- [Texte source]:

Homélie de Mgr Laurent Ulrich - Messe à Saint-Ferdinand – Sainte-Thérèse de l’Enfant-Jésus
Dimanche 26 mars 2023 - Saint-Ferdinand – Sainte-Thérèse de l’Enfant-Jésus (17e)
– 5e dimanche de carême – Année A
- Ez 37,12-14 ; Ps 129, 1-8 ; Rm 8,8-11 ; Jn 11,1-45
D’après transcription
Nous venons tous de vivre un beau temps de carême. C’est le moment de regarder peut-être un peu en arrière, ce que nous avons pu récolter pour notre vie de foi, pour notre engagement de chrétien, à travers le carême de cette année. Nous avons d’abord entendu le récit des tentations de Jésus, qui sont aussi les nôtres, qui sont les tentations de tout homme, de tout croyant, à chaque époque elles prennent une forme différente mais elles sont les mêmes.

- [Objectif énoncé 1]: D'après l'homélie, quel récit a-t-on entendu en premier pendant ce carême ?
- [Objectif énoncé 2]: Citez l'homélie à partir des mots « Homélie de Mgr » et arrêtez-vous après « de l’Enfant-Jésus (17e) ».

- [Données extraites]:
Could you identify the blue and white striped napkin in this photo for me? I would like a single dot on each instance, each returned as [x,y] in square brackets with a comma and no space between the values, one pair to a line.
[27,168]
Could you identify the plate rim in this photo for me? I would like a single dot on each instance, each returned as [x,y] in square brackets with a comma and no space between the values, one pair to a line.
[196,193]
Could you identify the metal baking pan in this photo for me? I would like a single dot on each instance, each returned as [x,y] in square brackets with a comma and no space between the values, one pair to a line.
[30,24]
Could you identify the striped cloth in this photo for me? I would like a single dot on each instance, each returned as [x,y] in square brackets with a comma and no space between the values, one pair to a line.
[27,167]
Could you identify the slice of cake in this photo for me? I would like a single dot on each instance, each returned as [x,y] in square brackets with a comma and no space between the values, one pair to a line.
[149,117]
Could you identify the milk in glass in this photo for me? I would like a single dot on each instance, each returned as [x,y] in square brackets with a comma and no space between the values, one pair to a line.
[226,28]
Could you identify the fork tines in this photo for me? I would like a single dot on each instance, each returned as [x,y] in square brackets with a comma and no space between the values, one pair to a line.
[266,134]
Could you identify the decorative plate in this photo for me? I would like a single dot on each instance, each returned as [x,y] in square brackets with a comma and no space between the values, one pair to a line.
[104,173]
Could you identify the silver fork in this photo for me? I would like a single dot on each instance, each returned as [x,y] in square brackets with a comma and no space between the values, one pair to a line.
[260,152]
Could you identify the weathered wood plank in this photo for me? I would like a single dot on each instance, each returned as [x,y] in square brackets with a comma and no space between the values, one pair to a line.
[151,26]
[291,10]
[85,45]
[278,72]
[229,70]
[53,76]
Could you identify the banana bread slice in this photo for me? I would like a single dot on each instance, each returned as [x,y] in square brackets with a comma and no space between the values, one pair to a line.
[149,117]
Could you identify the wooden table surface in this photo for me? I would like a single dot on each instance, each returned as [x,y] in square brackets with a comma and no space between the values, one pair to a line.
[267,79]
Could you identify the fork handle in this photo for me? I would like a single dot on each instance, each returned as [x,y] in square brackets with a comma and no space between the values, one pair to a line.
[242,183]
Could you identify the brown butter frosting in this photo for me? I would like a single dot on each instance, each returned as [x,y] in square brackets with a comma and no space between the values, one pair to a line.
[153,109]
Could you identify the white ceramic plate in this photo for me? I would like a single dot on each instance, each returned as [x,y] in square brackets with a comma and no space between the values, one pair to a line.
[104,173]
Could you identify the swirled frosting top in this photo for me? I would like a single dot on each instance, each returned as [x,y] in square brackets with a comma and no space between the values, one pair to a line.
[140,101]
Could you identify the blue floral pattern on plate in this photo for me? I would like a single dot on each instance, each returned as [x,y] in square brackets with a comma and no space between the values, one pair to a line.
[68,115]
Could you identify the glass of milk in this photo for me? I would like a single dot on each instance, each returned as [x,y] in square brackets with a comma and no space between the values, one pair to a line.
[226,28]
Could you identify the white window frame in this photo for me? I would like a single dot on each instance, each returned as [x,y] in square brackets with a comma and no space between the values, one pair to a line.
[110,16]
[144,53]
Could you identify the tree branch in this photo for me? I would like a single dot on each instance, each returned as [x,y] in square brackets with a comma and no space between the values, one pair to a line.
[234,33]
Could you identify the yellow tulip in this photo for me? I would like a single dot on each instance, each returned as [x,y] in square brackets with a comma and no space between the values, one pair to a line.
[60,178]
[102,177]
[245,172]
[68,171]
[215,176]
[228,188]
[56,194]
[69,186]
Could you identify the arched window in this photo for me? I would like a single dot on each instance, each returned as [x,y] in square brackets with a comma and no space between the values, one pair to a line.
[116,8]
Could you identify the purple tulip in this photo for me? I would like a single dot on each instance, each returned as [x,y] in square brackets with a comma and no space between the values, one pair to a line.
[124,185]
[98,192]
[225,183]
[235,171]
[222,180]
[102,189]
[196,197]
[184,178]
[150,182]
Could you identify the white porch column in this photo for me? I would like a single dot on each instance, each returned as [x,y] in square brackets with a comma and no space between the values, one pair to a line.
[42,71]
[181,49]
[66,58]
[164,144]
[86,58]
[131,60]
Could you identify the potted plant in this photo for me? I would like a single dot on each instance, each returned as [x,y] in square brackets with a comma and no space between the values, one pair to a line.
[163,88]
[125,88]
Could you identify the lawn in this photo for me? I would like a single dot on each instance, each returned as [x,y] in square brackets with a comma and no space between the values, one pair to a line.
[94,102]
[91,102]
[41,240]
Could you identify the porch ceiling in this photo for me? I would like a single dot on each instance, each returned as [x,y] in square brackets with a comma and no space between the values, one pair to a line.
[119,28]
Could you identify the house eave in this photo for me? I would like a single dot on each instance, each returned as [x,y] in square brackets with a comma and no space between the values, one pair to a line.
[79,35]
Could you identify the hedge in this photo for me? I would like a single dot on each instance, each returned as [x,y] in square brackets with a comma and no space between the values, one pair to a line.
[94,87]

- [Réponse complète 1]: Le récit des tentations de Jésus.

- [Réponse complète 2]:
Homélie de Mgr Laurent Ulrich - Messe à Saint-Ferdinand – Sainte-Thérèse de l’Enfant-Jésus
Dimanche 26 mars 2023 - Saint-Ferdinand – Sainte-Thérèse de l’Enfant-Jésus (17e)